* Task to carry out *
Reproduce the lines between the one holding "mark the region of every instance of the red" and the one holding "238 90 L 210", inclusive, changing "red brick building" to "brick warehouse" and keeping everything else the same.

* Dataset *
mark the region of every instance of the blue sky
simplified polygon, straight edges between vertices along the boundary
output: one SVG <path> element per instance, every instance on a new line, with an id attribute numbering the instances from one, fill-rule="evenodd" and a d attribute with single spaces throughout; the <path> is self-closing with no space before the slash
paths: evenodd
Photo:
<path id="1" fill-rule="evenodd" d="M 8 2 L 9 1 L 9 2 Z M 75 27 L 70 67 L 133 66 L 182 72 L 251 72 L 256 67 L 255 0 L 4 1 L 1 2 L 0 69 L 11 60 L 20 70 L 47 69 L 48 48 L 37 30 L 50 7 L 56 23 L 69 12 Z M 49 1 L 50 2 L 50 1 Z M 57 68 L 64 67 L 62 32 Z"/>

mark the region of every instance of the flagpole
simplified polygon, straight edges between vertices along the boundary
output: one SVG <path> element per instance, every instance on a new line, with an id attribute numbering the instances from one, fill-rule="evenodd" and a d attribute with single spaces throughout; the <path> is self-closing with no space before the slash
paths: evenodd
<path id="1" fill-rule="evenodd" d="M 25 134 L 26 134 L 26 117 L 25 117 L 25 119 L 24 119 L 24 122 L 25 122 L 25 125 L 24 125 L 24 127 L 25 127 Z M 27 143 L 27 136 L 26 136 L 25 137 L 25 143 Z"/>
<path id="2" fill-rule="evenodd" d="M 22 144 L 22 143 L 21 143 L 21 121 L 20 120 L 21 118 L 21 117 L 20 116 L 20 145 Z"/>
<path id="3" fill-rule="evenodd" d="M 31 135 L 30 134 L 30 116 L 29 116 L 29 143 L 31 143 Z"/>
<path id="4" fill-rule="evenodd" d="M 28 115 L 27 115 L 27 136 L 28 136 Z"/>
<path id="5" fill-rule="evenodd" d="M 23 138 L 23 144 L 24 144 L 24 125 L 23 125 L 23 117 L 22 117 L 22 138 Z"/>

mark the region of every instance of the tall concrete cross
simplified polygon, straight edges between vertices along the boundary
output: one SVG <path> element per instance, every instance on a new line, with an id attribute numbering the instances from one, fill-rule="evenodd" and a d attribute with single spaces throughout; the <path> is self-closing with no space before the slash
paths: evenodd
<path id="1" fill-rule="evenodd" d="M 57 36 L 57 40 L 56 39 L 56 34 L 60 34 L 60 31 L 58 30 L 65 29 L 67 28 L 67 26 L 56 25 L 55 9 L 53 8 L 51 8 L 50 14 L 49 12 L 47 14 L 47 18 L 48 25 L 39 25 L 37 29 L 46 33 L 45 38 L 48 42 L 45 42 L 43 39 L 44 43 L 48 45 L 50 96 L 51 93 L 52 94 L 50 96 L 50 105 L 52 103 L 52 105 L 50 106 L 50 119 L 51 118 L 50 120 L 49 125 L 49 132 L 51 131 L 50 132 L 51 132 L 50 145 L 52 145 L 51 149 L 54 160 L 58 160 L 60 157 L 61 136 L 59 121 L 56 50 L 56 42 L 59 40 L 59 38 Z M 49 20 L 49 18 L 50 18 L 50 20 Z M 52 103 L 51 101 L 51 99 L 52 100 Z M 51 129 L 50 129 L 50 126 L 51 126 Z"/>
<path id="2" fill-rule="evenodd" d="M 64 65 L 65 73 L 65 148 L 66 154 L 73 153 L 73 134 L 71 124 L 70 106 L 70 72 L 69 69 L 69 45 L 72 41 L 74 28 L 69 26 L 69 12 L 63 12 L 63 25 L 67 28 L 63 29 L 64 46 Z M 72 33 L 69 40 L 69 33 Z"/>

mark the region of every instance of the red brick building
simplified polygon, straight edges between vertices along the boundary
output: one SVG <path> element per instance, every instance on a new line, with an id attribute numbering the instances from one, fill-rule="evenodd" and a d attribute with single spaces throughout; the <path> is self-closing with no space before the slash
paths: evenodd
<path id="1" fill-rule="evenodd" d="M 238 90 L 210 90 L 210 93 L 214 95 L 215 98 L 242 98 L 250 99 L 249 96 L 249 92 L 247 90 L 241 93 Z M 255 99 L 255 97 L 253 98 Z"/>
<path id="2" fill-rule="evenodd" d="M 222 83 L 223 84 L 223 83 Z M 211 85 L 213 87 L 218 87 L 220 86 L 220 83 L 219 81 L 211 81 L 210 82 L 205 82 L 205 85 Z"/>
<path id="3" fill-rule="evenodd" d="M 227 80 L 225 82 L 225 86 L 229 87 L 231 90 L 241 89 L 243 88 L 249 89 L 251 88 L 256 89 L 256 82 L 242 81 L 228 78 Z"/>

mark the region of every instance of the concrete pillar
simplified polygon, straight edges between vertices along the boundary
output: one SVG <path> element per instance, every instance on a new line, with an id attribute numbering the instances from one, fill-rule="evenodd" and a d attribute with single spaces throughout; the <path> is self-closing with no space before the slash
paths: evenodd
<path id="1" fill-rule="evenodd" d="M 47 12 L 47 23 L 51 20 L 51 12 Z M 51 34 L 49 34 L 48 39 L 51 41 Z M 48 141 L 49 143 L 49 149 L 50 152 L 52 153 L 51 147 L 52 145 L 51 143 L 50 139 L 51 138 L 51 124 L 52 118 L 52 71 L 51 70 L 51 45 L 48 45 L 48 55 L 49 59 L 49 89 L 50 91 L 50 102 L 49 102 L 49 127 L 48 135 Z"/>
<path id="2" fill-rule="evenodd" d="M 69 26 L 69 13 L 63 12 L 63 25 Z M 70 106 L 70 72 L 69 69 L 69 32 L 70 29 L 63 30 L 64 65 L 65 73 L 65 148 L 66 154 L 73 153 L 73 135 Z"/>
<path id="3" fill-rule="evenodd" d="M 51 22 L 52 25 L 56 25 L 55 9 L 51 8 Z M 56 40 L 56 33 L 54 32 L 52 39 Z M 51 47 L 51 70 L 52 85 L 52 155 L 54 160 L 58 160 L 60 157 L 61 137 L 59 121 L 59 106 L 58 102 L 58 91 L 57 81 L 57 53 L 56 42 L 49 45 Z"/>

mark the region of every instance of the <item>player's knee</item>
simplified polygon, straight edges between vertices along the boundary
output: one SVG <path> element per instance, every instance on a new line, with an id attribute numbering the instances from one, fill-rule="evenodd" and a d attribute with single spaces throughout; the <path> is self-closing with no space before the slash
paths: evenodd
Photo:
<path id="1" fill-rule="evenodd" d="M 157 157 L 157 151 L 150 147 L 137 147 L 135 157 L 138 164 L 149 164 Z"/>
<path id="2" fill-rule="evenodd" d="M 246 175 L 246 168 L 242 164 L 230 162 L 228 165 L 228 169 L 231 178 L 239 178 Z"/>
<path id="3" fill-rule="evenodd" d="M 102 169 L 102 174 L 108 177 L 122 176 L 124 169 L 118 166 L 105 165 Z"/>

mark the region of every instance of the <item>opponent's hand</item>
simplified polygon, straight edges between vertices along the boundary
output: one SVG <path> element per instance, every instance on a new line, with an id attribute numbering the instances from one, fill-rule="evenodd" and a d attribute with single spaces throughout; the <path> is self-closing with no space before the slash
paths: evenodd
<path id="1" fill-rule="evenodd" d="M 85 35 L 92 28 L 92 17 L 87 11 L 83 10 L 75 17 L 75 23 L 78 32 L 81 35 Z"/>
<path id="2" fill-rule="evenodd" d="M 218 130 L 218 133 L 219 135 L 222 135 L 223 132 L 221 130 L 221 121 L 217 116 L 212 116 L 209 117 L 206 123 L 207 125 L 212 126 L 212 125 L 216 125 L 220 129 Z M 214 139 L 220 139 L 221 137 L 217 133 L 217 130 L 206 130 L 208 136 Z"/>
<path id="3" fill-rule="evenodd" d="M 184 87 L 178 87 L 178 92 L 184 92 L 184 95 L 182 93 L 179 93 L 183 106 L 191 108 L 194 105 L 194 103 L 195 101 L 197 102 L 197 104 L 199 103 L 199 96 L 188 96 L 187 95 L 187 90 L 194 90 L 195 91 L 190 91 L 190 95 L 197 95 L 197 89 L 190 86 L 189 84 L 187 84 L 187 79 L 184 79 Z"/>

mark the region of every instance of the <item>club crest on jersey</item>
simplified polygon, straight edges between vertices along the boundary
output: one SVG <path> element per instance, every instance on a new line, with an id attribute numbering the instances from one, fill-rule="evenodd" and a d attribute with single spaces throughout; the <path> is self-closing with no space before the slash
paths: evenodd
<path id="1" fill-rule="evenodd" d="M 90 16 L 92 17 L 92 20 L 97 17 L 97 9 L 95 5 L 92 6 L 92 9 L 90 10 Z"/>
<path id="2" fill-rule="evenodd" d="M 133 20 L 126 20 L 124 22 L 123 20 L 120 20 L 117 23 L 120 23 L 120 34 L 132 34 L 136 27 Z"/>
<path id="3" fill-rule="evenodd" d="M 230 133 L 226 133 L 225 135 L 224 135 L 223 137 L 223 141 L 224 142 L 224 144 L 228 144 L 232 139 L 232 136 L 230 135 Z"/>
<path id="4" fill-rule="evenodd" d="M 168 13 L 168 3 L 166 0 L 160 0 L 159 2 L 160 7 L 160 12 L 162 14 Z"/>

* Output for this exercise *
mark the region of every instance of the brick warehouse
simplified polygon, straight edges between vertices along the boundary
output: one SVG <path> element per instance, every instance on a new line, with an id attribute numbering the instances from one, fill-rule="evenodd" and a d attribute with single spaces throughout; the <path> is self-closing with no space before the slash
paths: evenodd
<path id="1" fill-rule="evenodd" d="M 238 90 L 210 90 L 210 93 L 214 95 L 215 98 L 242 98 L 250 99 L 249 96 L 249 92 L 247 90 L 241 93 Z M 255 99 L 255 97 L 253 98 Z"/>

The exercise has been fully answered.